* _SET PROBLEM_: Extract the material from its first line through the line containing "3,0 -> 896,846", reproducing those lines word for word and leaving out the pictures.

═══ INPUT DATA

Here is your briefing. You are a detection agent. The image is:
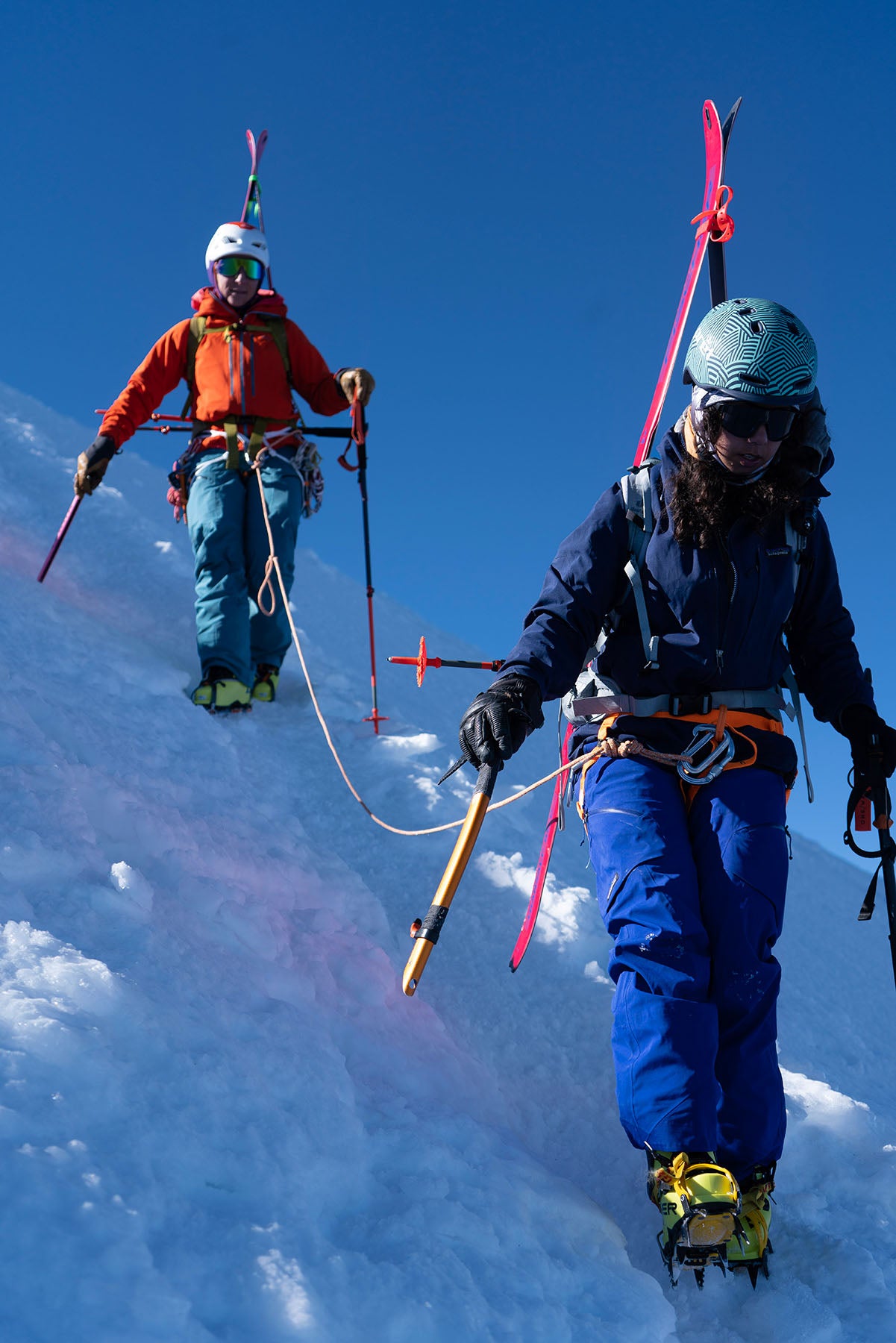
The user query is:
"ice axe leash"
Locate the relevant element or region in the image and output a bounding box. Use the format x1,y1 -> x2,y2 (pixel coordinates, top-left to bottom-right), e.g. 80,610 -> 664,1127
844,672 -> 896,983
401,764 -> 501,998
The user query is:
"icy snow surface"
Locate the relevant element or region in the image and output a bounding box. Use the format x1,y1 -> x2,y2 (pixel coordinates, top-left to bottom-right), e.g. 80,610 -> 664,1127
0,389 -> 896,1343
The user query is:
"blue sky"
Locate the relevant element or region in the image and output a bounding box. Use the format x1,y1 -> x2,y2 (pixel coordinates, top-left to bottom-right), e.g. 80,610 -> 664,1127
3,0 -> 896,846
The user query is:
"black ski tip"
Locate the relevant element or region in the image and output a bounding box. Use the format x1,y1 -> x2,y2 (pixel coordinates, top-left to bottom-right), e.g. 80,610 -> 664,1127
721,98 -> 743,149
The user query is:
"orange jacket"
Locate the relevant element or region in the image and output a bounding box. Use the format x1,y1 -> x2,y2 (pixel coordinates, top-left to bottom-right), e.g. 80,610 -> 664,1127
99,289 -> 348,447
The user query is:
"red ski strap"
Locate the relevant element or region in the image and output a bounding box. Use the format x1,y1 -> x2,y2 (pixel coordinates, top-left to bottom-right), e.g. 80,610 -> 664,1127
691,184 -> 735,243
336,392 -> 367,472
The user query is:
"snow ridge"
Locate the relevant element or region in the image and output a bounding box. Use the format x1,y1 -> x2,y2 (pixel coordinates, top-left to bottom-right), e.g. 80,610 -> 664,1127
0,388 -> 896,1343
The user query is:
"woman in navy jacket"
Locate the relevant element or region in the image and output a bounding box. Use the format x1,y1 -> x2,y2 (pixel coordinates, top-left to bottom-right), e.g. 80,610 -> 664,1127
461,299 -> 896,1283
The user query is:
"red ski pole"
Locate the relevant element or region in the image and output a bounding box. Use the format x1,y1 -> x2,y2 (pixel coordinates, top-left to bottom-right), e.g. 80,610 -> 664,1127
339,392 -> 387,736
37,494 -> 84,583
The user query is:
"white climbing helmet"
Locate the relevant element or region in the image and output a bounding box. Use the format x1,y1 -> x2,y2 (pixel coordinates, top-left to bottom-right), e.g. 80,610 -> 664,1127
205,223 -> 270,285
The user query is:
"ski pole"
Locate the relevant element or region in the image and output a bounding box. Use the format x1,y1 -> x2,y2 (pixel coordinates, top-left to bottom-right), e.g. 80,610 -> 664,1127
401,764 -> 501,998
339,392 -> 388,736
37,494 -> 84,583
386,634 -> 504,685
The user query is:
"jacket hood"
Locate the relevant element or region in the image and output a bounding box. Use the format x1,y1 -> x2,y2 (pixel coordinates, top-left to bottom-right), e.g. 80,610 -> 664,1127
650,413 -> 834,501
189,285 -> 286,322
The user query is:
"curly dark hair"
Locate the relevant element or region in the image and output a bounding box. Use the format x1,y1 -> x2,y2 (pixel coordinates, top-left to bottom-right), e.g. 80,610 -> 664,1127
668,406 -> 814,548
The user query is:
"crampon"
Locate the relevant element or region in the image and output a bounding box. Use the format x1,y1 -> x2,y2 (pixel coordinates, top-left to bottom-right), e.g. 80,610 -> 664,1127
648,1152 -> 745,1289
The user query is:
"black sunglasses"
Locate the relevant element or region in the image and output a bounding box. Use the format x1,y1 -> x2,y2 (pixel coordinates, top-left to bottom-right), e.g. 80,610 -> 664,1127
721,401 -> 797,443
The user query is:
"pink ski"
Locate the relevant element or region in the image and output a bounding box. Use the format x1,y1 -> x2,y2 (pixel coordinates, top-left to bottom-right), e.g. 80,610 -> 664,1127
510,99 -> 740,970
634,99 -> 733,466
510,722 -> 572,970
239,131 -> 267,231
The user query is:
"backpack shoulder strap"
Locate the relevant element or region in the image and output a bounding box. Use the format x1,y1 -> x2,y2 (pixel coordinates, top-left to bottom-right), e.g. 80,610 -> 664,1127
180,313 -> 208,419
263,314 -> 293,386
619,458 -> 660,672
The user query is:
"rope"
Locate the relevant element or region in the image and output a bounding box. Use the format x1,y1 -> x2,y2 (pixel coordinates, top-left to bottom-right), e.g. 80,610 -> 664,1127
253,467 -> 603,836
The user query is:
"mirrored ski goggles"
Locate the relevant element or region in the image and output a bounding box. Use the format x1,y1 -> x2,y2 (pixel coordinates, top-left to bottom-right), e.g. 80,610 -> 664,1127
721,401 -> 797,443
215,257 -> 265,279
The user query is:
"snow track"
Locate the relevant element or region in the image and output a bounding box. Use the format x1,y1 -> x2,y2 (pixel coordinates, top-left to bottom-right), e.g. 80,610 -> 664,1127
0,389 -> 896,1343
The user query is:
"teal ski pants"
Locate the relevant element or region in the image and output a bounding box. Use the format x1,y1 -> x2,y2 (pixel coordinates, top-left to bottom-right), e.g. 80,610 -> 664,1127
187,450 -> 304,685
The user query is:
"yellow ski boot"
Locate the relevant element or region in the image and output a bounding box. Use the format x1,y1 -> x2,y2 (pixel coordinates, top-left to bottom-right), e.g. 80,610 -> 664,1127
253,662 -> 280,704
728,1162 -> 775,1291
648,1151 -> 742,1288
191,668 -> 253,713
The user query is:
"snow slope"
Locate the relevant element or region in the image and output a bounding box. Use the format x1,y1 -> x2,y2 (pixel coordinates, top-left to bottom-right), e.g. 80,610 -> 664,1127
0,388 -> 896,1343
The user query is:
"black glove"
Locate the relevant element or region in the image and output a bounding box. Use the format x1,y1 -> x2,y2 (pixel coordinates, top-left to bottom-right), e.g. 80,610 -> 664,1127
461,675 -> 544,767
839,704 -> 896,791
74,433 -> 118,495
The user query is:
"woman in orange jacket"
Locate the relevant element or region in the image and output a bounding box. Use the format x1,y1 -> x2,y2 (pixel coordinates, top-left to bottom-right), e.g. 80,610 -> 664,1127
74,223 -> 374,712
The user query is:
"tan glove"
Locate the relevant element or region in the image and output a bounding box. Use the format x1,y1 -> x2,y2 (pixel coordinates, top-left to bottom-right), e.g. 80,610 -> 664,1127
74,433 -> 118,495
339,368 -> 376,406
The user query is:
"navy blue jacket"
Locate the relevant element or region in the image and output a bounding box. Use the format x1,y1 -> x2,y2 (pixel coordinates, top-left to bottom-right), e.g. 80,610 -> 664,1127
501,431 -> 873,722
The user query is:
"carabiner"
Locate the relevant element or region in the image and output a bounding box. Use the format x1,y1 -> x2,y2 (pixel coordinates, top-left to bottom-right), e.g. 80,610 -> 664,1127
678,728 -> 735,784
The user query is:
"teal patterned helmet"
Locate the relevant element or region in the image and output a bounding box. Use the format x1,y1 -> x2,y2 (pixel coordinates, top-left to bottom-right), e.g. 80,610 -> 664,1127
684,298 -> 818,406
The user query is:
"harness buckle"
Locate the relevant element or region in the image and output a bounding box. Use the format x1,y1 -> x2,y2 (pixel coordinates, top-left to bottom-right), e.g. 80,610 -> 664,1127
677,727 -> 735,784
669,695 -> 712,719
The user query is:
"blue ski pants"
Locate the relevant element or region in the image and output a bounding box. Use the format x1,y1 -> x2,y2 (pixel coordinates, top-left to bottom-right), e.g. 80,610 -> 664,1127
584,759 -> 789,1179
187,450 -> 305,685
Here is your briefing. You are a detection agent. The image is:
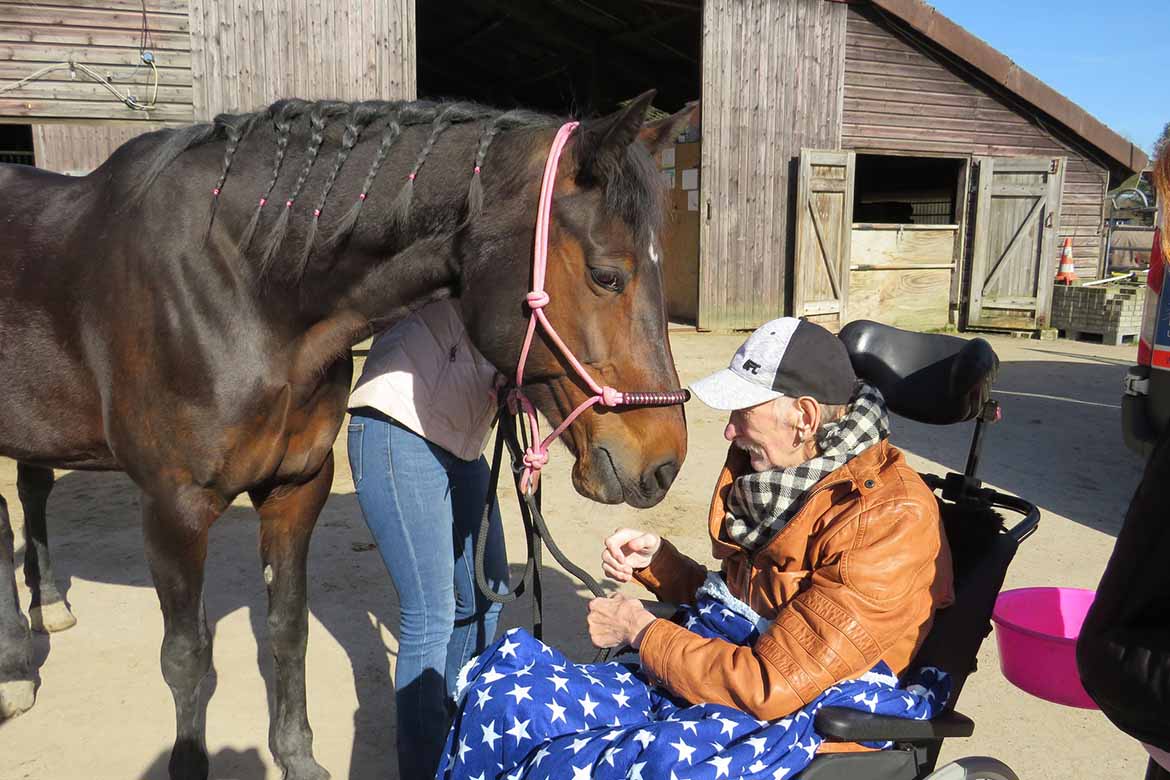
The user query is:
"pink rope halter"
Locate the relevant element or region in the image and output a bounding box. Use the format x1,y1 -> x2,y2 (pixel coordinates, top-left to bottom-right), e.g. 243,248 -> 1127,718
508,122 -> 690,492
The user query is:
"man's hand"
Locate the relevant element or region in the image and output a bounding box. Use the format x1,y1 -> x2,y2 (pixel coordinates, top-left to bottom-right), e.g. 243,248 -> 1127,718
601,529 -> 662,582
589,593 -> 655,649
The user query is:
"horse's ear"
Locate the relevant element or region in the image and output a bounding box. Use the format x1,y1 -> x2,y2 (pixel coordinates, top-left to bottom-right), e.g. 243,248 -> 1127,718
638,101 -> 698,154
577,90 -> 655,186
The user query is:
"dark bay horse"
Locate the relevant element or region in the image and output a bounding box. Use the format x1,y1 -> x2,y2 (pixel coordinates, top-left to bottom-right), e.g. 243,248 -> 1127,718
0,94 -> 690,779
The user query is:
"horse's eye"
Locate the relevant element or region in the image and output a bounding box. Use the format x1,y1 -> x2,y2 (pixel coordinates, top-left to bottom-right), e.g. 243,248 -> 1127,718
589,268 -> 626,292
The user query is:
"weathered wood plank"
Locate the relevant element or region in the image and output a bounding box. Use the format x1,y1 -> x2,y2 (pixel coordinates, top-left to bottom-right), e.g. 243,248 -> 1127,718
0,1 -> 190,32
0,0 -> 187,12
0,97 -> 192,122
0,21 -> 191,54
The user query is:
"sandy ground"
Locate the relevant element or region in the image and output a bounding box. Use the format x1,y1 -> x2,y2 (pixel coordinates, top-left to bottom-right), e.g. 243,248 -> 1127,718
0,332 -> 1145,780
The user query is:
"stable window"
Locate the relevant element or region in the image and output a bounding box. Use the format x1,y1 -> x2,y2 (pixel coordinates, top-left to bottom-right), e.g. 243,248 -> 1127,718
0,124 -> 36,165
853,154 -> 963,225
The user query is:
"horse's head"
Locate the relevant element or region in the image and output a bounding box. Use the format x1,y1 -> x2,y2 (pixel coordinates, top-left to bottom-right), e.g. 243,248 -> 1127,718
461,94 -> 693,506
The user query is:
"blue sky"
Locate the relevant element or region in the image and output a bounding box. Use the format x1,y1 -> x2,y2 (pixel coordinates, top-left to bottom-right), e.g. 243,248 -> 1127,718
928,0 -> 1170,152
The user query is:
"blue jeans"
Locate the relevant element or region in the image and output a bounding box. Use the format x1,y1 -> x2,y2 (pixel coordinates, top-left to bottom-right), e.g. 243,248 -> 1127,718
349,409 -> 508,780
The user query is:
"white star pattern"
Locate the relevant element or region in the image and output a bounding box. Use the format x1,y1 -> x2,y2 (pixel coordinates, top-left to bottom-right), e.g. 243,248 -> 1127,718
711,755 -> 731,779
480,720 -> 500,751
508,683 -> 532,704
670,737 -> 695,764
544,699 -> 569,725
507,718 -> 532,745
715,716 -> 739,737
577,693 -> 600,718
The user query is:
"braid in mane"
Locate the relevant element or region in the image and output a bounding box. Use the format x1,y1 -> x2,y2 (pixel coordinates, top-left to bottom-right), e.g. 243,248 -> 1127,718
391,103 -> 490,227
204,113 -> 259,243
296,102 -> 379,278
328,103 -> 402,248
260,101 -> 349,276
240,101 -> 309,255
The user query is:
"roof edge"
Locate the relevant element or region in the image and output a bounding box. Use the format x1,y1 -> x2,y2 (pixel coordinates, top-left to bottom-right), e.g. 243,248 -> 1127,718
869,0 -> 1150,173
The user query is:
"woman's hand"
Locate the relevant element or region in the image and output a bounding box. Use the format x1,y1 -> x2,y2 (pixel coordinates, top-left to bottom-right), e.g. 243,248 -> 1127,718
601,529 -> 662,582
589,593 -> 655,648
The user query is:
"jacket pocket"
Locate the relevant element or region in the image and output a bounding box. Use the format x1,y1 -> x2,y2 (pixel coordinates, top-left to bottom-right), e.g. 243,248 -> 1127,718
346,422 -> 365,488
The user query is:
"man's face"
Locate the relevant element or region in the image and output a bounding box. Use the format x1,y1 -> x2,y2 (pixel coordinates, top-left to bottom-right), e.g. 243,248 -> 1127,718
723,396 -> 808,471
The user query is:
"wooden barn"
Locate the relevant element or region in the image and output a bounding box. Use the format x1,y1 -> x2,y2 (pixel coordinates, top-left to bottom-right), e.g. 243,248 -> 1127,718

══════

* _RESPONSE_:
Here is your briefing. You are a detection agent. The image is:
The user query is:
"ice axe leash"
Locate the relevant element or region in the image and output a bounding box. Use the format x1,y1 -> x2,y2 (pixel coordinates, top-left to bottom-right), e.g. 80,610 -> 664,1127
844,672 -> 896,983
401,764 -> 501,998
The user query is:
"icy snow surface"
Locate the relevant element or region in the image and output a bounding box. Use the format x1,y1 -> x2,y2 (pixel coordinates, top-left to bottom-right), e.g. 80,610 -> 664,1127
0,389 -> 896,1343
The user query is:
"blue sky"
Locate the relevant element or region in the image and output a bounding box. Use the format x1,y1 -> x2,y2 (pixel coordinates, top-left to bottom-right), e.g. 80,610 -> 664,1127
3,0 -> 896,846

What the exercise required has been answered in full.